§ **Source text**:

While I have been writing this article a friend came up with a brilliant suggestion. Why not use non-adhesive Kapton film, clamp it on the table, possibly with a vacuum? When the build is finished just release it so it can be peeled off the object with ease. I realised that would enable a conveyor belt table to be made. People have suggested this would allow a machine to churn out parts unattended. E.g., stretch a band of Kapton over a heated plate and rotate it when the object is finished and has cooled. The object will then drop off the end.

I still have a couple of problems to solve with the heated bed. The heat spreads downwards and warms my X-Y table. It is not much, I haven't measured it but I would guess to mid 40's C. That is enough to expand the aluminium that the table is made from and open up a gap in the ways so that it has some play and starts rattling. I removed the foam-board to leave an air gap (the logic being that the movement of the table would generate some cooling airflow) and covered the top of the bed with aluminium foil to reflect the heat back. That helped, but not enough. I think I will need to blow cold air over the top of the table with a sheet of something like PTFE to cover the bottom of the heated bed.

The other issue is that having heat around the object rather than cold air blowing on it means that void spanning and overhangs don't work as well as they did. I think I need a jet of warmed air directed at the end of the nozzle to cool filament to freeze it quickly.

Hot metal and serendipity

I couldn't get to work today because we had seven inches of snow during the night and a couple more today, so I had an extra day of RepRapping.

So my extruder is back working after re-fixing the thermistor with some RTV silicone. I get a degree or two more temperature swing with silicone compared to Cerastil, so not ideal, but it is workable. I think the plastic has such a high specific heat capacity and thermal resistance that it probably averages out the temperature swings anyway.

I switched to ABS to make a change from PLA as I am now able to use my 5kg spool of oval ABS that has always been two wide for my previous extruders. The bore of this one is 3.6mm, which is actually a bit on the big side for 3mm filament. I think about 3.3mm would be the best compromise.

My first experiment was to see if I could extrude directly onto my heated aluminium bed. My initial attempts failed to stick, even at 110°C, but I found that I could lay down a raft. I always cool the raft before applying the first layer of the object (I also drop the temperature of the first layer to 190°C), otherwise it welds too strongly to remove. When I cooled the raft it detached from the bed, presumably because it shrinks.

I reasoned if I could get the raft to stick then I should be able to get the object to stick. The difference is I do the first layer of the raft at 4mm/s and have the head lower than I would normally, so that the filament is squashed more. I tried making the first layer of the object at 4mm/s and a little lower than it should be. It almost worked so I upped the temperature to 120°C and tried again. This time I was able to make one of Zaggo's whistles.



When it came to making the pea it got too hot and started moving around.



Normally I would use a fan on ABS to get small items to hold their shape, but obviously blowing cold air onto a hot base is going to waste a lot of power. The fix I have in mind is to blow a very small jet of air at the same temperature as the base and aim it just below nozzle. Hopefully by keeping the jet small I can avoid the sort of power that hair dryers use. Adding the heated bed has increased the power consumption of my machine by about 50W, which has more than doubled it.

§ **Data excerpt**:
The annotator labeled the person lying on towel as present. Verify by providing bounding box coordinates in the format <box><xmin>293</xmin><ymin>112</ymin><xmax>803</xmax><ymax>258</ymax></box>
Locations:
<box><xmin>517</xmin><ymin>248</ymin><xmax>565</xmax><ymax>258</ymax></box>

§ **Directions**:
(a) According to the heated-bed text, by about how much did adding the heated bed increase the machine's power consumption?
(b) From the heated-bed text, reproduce word for word the passage starting at "Hot metal and" and ending at "the best compromise.".

§ **Answers to the problems**:
(a) By about 50W, which more than doubled it.

(b)
Hot metal and serendipity

I couldn't get to work today because we had seven inches of snow during the night and a couple more today, so I had an extra day of RepRapping.

So my extruder is back working after re-fixing the thermistor with some RTV silicone. I get a degree or two more temperature swing with silicone compared to Cerastil, so not ideal, but it is workable. I think the plastic has such a high specific heat capacity and thermal resistance that it probably averages out the temperature swings anyway.

I switched to ABS to make a change from PLA as I am now able to use my 5kg spool of oval ABS that has always been two wide for my previous extruders. The bore of this one is 3.6mm, which is actually a bit on the big side for 3mm filament. I think about 3.3mm would be the best compromise.